**What is required:**
How many lines in the items below contain the string "instance"? Case counts, and the reply should be the number alone.

**Provided material:**
* * * * *
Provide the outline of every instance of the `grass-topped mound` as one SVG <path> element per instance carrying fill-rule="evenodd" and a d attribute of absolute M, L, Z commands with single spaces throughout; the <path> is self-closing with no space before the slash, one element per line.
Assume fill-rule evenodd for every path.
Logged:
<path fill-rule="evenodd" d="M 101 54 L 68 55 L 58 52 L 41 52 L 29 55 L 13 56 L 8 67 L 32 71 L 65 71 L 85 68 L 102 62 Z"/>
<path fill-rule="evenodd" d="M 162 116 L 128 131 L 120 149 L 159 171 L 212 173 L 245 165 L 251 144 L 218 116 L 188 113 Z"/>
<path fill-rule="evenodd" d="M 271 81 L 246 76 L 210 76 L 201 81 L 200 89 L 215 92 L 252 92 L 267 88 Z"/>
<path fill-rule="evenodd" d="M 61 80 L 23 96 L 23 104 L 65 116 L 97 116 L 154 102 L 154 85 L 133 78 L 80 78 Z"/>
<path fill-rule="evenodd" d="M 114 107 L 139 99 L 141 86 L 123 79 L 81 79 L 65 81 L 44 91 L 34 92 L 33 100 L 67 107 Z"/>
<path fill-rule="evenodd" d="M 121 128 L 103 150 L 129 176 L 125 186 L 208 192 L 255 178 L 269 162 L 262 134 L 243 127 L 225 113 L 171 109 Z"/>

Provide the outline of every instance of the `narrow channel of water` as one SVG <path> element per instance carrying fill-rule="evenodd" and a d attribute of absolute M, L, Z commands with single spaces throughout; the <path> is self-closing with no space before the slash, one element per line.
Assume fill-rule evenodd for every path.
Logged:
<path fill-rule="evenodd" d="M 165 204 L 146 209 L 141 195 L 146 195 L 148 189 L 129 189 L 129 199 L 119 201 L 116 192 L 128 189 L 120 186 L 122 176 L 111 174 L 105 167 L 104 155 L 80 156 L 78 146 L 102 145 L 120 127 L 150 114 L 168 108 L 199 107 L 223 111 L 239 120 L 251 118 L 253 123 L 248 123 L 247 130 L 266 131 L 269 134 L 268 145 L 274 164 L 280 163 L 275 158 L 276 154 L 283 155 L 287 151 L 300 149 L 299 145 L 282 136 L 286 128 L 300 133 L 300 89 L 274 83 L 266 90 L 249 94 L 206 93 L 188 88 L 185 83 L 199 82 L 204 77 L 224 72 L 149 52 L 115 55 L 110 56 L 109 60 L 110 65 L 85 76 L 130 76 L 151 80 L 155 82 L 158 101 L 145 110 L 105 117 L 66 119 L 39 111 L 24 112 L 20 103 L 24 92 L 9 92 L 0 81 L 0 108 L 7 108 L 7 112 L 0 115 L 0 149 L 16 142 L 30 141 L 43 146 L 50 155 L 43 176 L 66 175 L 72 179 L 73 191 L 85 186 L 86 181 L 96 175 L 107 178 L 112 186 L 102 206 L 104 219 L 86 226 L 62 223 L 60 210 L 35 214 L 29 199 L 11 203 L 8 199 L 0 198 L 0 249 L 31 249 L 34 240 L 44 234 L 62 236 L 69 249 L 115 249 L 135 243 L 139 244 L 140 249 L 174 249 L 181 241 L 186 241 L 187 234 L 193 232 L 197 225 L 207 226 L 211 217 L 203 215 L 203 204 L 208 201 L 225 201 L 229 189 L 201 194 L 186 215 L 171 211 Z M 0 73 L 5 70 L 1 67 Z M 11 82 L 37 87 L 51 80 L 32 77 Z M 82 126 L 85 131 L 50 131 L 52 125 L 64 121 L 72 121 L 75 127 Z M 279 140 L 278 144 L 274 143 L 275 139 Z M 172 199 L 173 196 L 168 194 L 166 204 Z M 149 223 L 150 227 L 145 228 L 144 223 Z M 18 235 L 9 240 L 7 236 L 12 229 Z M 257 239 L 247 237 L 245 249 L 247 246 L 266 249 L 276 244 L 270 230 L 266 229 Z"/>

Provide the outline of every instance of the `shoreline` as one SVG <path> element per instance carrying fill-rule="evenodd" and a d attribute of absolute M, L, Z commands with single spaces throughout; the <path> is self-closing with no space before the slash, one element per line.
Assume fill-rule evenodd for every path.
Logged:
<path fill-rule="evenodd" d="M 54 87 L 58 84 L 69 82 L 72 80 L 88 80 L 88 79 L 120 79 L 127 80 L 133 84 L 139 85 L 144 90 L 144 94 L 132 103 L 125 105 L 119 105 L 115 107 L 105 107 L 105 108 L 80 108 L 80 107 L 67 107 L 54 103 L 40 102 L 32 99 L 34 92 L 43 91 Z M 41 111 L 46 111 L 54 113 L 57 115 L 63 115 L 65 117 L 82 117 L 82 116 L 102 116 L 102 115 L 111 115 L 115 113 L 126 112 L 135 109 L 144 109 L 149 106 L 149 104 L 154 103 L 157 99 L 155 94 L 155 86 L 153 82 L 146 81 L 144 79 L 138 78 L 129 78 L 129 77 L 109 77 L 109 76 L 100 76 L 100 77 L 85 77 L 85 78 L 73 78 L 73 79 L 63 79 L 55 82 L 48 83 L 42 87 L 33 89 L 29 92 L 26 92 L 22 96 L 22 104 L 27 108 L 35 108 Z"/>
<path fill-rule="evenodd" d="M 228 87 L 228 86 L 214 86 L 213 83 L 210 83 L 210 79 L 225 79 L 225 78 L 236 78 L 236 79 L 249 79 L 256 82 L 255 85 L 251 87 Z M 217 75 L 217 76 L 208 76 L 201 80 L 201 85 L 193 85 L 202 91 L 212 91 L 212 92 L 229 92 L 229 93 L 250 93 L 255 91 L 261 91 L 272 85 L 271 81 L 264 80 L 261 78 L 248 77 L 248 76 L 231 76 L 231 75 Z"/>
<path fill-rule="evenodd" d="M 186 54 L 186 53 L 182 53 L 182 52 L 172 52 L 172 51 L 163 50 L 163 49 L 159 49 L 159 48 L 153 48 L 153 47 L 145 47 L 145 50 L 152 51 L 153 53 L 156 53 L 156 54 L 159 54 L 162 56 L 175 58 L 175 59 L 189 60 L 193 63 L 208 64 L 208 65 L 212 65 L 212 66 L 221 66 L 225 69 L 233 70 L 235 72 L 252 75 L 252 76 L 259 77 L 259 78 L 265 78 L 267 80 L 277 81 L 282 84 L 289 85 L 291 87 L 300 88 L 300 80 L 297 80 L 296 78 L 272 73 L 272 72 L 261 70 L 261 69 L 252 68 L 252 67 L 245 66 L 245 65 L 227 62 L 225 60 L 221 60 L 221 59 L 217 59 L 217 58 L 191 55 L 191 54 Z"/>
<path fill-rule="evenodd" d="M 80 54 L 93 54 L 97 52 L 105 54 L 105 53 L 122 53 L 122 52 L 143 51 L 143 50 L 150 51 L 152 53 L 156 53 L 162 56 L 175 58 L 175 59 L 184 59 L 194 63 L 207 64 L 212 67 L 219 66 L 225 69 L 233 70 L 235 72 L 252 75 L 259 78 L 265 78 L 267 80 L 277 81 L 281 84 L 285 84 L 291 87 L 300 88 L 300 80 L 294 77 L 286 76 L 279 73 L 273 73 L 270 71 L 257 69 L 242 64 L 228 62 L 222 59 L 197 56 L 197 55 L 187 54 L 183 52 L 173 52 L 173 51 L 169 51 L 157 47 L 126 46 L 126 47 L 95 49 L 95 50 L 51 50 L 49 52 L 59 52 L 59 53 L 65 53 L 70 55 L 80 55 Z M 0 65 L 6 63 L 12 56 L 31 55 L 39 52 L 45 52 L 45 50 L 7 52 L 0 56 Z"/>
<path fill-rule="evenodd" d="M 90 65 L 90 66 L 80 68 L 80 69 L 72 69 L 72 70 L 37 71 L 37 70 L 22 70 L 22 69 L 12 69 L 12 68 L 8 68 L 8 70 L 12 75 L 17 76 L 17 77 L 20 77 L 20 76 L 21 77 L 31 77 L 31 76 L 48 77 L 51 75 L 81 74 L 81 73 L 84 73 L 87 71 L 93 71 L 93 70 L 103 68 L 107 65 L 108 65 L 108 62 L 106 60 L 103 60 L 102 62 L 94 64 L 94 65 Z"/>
* * * * *
**Output for this exercise:**
3